(Document segment)
-- START --

Mar 10, 2010

What happens next?

Fifty years ago, Alun Weaver published his second collection of poetry, The Man in the Mask. Hatchets sharpened, most Welsh commentators considered it a betrayal of his early promise, a hack-job comprising pseudo-quaint images of Wales and the Welsh, composed with a cynical eye on the English and American market, like an Irish pub in London or New York. Thereafter, Weaver was either ignored or impugned by the Welsh literati. Nevertheless, The Man in the Mask was celebrated outside Wales as one of the definitive volumes in modern Anglo-Welsh poetry, and in 1981 he made a Commander of the British Empire (CBE).

Shortly after his death in 1989, Weaver’s poetry took up residence is that well-populated district of literary history called Obscurity. Buying his work today proves a difficult undertaking: he has virtually no internet presence, and even the endevourous of bookshops have trouble ordering his poetry. I first learnt of Weaver’s existence in Andrew Lycett’s biography of Dylan Thomas, a poet behind whom Weaver constantly (and consciously) lingered. The Times once named him “Wales’s greatest poet since Thomas”, a title more notable its implicit judgement: not as good than Dylan Thomas. It wasn’t until two years after I’d read Lycett’s biography that I found a battered old copy of The Man in the Mask, Weaver’s most popularly acclaimed work, in a second-hand bookshop in London, beside which I found ‘The Masked Man’ by Miles Kainis, one of only two biographers of Weaver.

-- END --

Retype the part of the passage about Alun Weaver that opens with the words "What happens next?" and closes with "British Empire (CBE).". Rely only on the passage about Alun Weaver and not on the material.

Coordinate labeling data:
-- START --

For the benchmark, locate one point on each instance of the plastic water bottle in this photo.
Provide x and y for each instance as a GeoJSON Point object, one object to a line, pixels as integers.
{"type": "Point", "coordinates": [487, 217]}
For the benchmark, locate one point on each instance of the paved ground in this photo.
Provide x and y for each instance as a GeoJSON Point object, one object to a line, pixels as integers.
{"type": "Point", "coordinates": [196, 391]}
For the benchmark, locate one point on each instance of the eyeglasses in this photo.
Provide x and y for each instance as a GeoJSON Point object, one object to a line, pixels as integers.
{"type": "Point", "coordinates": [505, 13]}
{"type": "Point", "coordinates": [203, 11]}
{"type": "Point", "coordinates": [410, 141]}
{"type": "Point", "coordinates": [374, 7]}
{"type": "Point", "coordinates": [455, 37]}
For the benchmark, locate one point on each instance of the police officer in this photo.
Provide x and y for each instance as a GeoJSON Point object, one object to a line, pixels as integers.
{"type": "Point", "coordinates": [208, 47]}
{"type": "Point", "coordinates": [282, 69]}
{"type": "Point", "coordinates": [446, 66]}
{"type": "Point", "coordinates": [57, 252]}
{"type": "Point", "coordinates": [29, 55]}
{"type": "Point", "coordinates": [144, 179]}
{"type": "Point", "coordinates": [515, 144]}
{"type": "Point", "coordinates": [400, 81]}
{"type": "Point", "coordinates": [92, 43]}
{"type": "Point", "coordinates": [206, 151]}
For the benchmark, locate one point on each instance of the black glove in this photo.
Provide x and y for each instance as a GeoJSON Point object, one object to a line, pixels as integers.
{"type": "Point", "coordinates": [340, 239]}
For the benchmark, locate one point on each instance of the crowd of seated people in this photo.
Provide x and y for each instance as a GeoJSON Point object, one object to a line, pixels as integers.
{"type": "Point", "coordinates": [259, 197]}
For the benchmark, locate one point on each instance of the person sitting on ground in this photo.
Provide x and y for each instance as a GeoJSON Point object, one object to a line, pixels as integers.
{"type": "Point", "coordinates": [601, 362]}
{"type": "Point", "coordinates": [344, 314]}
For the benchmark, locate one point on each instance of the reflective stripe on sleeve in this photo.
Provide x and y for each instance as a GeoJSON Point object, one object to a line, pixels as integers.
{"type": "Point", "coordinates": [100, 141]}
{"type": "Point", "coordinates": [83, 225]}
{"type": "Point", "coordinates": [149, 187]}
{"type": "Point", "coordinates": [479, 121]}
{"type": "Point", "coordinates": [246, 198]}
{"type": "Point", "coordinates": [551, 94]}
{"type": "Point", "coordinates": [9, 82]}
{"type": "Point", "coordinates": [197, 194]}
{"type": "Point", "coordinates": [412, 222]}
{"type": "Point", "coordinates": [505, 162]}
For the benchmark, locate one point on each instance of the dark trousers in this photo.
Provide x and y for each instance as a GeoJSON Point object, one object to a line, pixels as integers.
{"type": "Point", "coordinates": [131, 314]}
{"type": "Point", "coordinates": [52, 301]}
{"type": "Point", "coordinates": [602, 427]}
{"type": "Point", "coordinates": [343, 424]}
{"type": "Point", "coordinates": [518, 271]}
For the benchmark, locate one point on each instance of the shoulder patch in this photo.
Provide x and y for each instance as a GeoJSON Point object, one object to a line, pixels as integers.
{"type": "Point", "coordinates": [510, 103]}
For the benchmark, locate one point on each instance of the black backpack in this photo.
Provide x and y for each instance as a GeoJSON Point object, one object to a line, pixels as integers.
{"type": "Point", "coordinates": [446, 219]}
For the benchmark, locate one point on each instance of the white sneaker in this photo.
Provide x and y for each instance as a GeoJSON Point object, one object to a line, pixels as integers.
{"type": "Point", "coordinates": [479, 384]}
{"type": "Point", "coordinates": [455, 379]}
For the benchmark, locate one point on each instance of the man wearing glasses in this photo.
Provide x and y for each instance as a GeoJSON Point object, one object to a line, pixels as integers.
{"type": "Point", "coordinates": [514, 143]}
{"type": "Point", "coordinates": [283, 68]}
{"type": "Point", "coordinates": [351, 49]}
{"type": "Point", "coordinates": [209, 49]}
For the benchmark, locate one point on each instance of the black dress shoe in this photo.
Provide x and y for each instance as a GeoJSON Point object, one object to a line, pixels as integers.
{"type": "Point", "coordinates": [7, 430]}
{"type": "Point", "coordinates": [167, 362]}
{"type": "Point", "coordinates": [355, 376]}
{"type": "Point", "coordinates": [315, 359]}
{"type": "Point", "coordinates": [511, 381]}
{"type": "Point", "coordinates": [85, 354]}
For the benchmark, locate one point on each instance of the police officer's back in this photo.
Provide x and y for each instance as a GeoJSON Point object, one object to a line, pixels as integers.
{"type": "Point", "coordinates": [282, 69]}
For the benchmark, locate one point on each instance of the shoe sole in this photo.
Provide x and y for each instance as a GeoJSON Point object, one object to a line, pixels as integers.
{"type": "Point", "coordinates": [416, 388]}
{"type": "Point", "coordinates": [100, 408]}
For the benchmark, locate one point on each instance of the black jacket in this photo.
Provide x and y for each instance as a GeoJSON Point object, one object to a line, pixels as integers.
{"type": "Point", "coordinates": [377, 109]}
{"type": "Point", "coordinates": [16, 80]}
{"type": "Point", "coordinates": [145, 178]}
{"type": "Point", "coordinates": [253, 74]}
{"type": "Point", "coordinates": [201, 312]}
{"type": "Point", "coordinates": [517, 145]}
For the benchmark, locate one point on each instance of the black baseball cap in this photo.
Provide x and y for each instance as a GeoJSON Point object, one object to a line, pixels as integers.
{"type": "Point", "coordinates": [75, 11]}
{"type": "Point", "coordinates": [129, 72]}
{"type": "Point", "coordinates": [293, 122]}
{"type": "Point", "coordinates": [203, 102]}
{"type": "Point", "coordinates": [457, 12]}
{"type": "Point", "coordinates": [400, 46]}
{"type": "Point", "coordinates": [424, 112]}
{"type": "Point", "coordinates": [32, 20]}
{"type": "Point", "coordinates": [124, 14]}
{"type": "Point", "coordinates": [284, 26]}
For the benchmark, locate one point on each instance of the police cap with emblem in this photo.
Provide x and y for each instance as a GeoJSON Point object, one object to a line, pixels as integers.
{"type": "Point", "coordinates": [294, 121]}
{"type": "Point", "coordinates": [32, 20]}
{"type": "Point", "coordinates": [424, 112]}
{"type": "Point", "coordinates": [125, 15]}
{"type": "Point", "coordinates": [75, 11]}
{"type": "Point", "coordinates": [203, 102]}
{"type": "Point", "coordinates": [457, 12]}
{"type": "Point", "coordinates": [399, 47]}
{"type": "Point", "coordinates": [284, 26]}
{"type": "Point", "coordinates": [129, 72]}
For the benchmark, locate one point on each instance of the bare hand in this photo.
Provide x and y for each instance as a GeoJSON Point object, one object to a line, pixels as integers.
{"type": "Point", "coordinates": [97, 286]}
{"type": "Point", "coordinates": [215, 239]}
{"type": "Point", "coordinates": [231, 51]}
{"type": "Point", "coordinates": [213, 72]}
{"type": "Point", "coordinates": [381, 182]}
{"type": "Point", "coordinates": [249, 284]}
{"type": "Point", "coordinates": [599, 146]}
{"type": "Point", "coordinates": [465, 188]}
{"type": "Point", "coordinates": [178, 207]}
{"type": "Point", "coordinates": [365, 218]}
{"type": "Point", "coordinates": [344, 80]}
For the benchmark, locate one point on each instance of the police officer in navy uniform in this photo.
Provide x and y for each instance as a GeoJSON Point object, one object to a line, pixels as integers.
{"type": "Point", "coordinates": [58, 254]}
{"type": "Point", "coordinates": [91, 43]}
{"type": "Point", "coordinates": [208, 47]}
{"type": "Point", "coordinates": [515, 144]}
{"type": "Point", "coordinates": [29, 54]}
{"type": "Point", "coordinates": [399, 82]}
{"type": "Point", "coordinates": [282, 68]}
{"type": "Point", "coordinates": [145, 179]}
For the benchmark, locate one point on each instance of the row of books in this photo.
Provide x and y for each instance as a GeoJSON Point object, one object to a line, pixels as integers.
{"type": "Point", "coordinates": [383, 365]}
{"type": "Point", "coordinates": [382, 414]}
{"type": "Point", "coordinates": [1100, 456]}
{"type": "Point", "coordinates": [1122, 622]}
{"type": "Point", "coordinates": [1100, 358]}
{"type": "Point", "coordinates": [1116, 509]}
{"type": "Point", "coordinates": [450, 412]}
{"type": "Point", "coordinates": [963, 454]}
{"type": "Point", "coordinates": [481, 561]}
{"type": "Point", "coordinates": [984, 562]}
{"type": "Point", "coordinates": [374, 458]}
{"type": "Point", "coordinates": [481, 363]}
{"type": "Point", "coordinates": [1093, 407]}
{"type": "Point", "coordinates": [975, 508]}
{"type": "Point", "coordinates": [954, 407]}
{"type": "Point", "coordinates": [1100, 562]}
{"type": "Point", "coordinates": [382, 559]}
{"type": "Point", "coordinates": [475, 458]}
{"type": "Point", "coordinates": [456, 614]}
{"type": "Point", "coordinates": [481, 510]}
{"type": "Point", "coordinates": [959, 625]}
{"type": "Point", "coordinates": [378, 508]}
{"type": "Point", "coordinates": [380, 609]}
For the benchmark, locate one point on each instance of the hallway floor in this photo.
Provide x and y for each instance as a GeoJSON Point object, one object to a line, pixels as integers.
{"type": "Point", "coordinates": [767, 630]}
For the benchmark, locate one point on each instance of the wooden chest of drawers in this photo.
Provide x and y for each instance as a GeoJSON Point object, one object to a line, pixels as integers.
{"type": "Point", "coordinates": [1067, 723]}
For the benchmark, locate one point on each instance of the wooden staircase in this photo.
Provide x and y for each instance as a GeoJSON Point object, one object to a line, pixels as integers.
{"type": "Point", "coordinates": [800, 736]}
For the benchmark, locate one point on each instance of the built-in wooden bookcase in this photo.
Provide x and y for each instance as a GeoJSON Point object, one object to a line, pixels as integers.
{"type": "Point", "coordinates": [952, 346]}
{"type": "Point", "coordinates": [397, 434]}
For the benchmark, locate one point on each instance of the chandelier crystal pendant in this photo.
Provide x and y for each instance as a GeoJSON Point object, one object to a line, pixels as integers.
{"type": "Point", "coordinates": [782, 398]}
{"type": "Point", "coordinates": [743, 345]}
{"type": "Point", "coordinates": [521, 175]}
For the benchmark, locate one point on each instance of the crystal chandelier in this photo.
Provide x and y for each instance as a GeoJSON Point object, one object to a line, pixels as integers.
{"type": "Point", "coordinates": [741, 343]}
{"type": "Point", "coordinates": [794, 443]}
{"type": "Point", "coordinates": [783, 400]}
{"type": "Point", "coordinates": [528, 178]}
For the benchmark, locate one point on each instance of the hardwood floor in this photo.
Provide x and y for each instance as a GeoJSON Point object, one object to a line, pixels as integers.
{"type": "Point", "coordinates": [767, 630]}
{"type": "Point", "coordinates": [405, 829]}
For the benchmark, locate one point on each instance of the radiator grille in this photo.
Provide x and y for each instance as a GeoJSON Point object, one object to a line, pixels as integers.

-- END --

(Exercise output)
What happens next?

Fifty years ago, Alun Weaver published his second collection of poetry, The Man in the Mask. Hatchets sharpened, most Welsh commentators considered it a betrayal of his early promise, a hack-job comprising pseudo-quaint images of Wales and the Welsh, composed with a cynical eye on the English and American market, like an Irish pub in London or New York. Thereafter, Weaver was either ignored or impugned by the Welsh literati. Nevertheless, The Man in the Mask was celebrated outside Wales as one of the definitive volumes in modern Anglo-Welsh poetry, and in 1981 he made a Commander of the British Empire (CBE).